(Dataset records)
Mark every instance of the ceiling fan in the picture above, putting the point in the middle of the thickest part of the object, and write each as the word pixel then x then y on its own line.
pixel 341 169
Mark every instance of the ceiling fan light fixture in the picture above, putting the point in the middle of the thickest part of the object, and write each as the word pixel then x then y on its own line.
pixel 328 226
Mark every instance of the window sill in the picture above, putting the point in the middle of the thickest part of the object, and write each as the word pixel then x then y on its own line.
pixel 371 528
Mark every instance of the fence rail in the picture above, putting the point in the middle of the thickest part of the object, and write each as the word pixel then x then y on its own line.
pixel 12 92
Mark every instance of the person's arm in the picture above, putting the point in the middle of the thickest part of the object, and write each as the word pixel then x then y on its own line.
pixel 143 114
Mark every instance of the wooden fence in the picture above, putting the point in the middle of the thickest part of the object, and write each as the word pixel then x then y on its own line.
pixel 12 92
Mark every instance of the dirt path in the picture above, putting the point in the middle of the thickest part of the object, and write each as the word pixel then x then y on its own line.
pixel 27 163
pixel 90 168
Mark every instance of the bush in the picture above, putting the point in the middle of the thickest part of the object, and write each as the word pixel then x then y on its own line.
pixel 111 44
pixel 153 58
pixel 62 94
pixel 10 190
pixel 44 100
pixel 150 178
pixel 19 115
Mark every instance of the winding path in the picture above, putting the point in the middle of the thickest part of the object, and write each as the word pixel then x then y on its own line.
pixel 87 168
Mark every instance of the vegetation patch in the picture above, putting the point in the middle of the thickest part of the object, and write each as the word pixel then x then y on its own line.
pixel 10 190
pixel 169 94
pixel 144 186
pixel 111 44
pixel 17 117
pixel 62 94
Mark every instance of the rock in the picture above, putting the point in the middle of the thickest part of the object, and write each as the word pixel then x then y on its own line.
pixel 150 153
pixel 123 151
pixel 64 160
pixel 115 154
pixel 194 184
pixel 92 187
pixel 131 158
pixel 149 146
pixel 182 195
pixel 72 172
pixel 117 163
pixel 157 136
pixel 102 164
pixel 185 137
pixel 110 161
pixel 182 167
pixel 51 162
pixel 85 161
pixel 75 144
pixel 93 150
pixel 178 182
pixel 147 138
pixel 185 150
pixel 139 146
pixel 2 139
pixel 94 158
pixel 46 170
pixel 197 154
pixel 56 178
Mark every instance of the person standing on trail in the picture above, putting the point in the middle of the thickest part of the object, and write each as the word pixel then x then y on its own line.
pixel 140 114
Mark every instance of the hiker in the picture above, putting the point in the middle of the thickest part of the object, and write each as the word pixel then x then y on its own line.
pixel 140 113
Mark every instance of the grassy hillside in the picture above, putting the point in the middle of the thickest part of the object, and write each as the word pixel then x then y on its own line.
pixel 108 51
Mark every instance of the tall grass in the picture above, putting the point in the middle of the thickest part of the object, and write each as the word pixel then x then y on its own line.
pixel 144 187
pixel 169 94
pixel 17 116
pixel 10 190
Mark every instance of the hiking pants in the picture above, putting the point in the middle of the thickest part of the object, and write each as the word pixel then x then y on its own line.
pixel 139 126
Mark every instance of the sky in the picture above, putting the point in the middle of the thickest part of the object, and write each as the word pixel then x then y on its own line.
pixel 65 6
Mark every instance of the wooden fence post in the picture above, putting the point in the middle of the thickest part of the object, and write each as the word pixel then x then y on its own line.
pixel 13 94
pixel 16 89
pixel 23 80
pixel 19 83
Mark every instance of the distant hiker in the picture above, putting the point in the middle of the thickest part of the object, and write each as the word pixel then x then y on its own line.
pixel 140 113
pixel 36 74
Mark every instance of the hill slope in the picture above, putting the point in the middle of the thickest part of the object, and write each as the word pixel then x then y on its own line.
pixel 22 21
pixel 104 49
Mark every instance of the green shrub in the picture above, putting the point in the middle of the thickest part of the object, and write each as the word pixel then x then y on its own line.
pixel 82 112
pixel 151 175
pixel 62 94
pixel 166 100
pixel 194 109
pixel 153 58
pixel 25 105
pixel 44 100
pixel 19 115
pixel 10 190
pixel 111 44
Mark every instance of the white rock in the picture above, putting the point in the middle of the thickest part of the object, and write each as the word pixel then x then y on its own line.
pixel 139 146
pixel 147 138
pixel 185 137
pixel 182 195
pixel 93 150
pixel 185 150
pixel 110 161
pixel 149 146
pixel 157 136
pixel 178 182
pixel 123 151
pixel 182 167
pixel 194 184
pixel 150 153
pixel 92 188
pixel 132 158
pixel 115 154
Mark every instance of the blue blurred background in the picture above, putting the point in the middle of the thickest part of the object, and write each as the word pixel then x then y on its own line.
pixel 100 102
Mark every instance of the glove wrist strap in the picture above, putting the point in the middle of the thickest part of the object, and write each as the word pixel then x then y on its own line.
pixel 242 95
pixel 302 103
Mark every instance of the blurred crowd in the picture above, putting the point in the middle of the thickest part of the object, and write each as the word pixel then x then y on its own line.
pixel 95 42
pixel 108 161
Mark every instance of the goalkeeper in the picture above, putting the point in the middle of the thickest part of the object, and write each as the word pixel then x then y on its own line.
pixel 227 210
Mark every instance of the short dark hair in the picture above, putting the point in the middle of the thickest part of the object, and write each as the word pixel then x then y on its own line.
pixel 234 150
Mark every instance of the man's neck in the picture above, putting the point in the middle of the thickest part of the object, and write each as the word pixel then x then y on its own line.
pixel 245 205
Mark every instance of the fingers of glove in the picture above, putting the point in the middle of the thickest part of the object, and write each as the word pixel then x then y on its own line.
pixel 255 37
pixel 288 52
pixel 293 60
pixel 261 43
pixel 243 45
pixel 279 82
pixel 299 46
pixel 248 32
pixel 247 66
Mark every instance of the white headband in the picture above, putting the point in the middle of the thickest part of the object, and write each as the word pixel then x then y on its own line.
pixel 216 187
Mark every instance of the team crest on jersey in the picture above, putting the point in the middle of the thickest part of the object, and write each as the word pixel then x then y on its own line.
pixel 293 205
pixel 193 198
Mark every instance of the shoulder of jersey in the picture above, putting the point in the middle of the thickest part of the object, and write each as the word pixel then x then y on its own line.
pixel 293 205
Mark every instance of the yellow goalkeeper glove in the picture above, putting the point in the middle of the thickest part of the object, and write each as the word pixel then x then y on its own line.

### WRITTEN EXERCISE
The records above should all be quoted exactly, please.

### RESULT OF THE EXERCISE
Mark every instance of the ceiling fan in the picture above, putting the point in the middle of the thickest part of the object, and write each as the word pixel then x then y on its own line.
pixel 341 169
Mark every instance of the ceiling fan light fixture in the picture above, putting the point in the middle of the thickest part of the object, and write each as the word pixel then x then y on its own line.
pixel 328 226
Mark every instance of the window sill in the picture above, putting the point in the middle of the thickest part of the object, and write each as the word pixel then x then y on its own line.
pixel 371 528
Mark every instance of the fence rail in the picture above, putting the point in the middle of the thickest part of the object, and write each as the word pixel then x then y on its own line.
pixel 12 92
Mark every instance of the person's arm in the picture above, putting the point in the middle of the thickest part of the object, and write each as the word pixel then x then y on its own line.
pixel 143 114
Mark every instance of the wooden fence in the picture above, putting the point in the middle of the thickest part of the object, and write each as the word pixel then x then y on its own line.
pixel 12 92
Mark every instance of the dirt path in the picture above, putting the point in the middle of the thickest part of the object, and write each as the word pixel then x then y on its own line.
pixel 27 163
pixel 90 168
Mark every instance of the bush in the picture above, putting the point in the middle of the thickest part of the object, and write each as the word pixel then x then y on its own line.
pixel 111 44
pixel 153 58
pixel 62 94
pixel 10 190
pixel 44 100
pixel 150 178
pixel 19 115
Mark every instance of the winding path in the picture above, putting the point in the middle of the thickest part of the object, and write each as the word pixel then x then y on its own line.
pixel 87 168
Mark every instance of the vegetation patch in the picture above, putting the point in the middle of the thickest part of the object, and write each as the word pixel then x then y on its own line.
pixel 10 190
pixel 169 94
pixel 144 186
pixel 111 44
pixel 17 117
pixel 62 94
Mark every instance of the rock in the picture above, putting the point in the middle of the thickest part of the object, and write each as the word pixel then x then y on its own line.
pixel 150 153
pixel 123 151
pixel 64 160
pixel 115 154
pixel 194 184
pixel 92 187
pixel 131 158
pixel 149 146
pixel 182 195
pixel 72 172
pixel 117 163
pixel 157 136
pixel 102 164
pixel 185 137
pixel 110 161
pixel 182 167
pixel 51 162
pixel 85 161
pixel 75 144
pixel 93 150
pixel 178 182
pixel 147 138
pixel 185 150
pixel 139 146
pixel 2 139
pixel 94 158
pixel 46 170
pixel 197 154
pixel 56 178
Mark every instance of the person standing on trail in the picture above, putting the point in the middle of the thickest part of the object, and write each as the word pixel then x then y on its own line.
pixel 140 114
Mark every instance of the hiker in the picture above, putting the point in the middle of the thickest part of the object, and write each as the word pixel then x then y on its own line.
pixel 140 113
Mark every instance of the grassy hillside in the picture above, putting the point in the middle of the thickest part of the object, and write each as the word pixel then x then y on its own line.
pixel 108 51
Mark every instance of the tall grass in the picture above, putting the point in the middle of the thickest part of the object, and write each as the word pixel then x then y on its own line.
pixel 144 187
pixel 169 94
pixel 17 116
pixel 10 190
Mark every instance of the hiking pants in the picture above, putting the point in the middle of the thickest part of the object, and write each as the word pixel then x then y on its own line.
pixel 139 126
Mark every instance of the sky in the picture above, putting the point in the middle of the thickest part of the object, and write each as the word pixel then x then y on its own line.
pixel 65 6
Mark every instance of the wooden fence post in the picture above, putting the point in the middle of the thickest part of the object, and write each as the word pixel then x then y on its own line.
pixel 13 94
pixel 16 89
pixel 23 80
pixel 19 83
Mark every instance of the distant hiker in the picture above, putting the point in the middle of the thickest part of the object, and write each as the word pixel then x then y on its own line.
pixel 140 113
pixel 36 74
Mark every instance of the hill slope in the picture above, putting the point in the middle of the thickest part of the object, and write each as the word pixel then x then y on its own line.
pixel 22 21
pixel 104 49
Mark every instance of the green shrub in the picture above, putting the point in the middle of the thickest part of the object, and write each as the word pixel then x then y on its own line.
pixel 82 112
pixel 151 175
pixel 62 94
pixel 166 100
pixel 194 109
pixel 153 58
pixel 25 105
pixel 44 100
pixel 19 115
pixel 10 190
pixel 111 44
Mark every instance of the white rock in the picture above, putting the point in the middle of the thickest part of the object, and write each as the word pixel then x then y on its own line.
pixel 139 146
pixel 147 138
pixel 185 137
pixel 182 195
pixel 93 150
pixel 185 150
pixel 110 161
pixel 149 146
pixel 157 136
pixel 178 182
pixel 123 151
pixel 182 167
pixel 194 184
pixel 150 153
pixel 92 188
pixel 132 158
pixel 115 154
Mark every instance of the blue blurred background in the picture above, putting the point in the middle of the thickest part of the object, and write each as the word pixel then x then y on its own line.
pixel 100 102
Mark every instance of the glove wrist strap in the picture above, putting the point in the middle of the thickest part of the object, and write each as the word pixel then x then y on its own line.
pixel 242 95
pixel 302 103
Mark every instance of the blurred crowd in the picture above, putting the point in the middle of the thickest part of the object, and write each as the word pixel then x then y on its own line.
pixel 95 42
pixel 108 161
Mark every instance of the goalkeeper in the picture above, putting the point in the middle of the thickest part of the object, and write each as the word pixel then x then y on its own line.
pixel 227 210
Mark every instance of the short dark hair in the picture above, putting the point in the middle of the thickest part of the object, and write each as the word pixel then x then y on its own line.
pixel 234 150
Mark every instance of the man's neck in the picture above, putting the point in the middle of the thickest part of the object, and write each as the word pixel then x then y on its own line.
pixel 245 205
Mark every instance of the fingers of glove in the picture above, putting the point in the middle of the thickest part of the object, and write each as the word pixel then x then y on its own line.
pixel 255 37
pixel 288 52
pixel 293 60
pixel 261 43
pixel 243 45
pixel 279 82
pixel 299 46
pixel 248 32
pixel 247 66
Mark every instance of the white headband in the picture above, putting the point in the middle of the thickest part of the object, and write each as the word pixel then x then y on its own line.
pixel 216 187
Mark every instance of the team crest on jersey in the picture above, putting the point in the middle of the thickest part of the object, and write each as the word pixel then x then y on its own line.
pixel 293 205
pixel 193 198
Mark every instance of the shoulder of jersey in the picture above, putting the point in the middle of the thickest part of the object, and write each as the word pixel then x then y on its own line.
pixel 293 205
Mark every instance of the yellow goalkeeper glove in the picture above, putting the point in the middle of the thickest part of the object, and write each as the word pixel then x then y on its own line.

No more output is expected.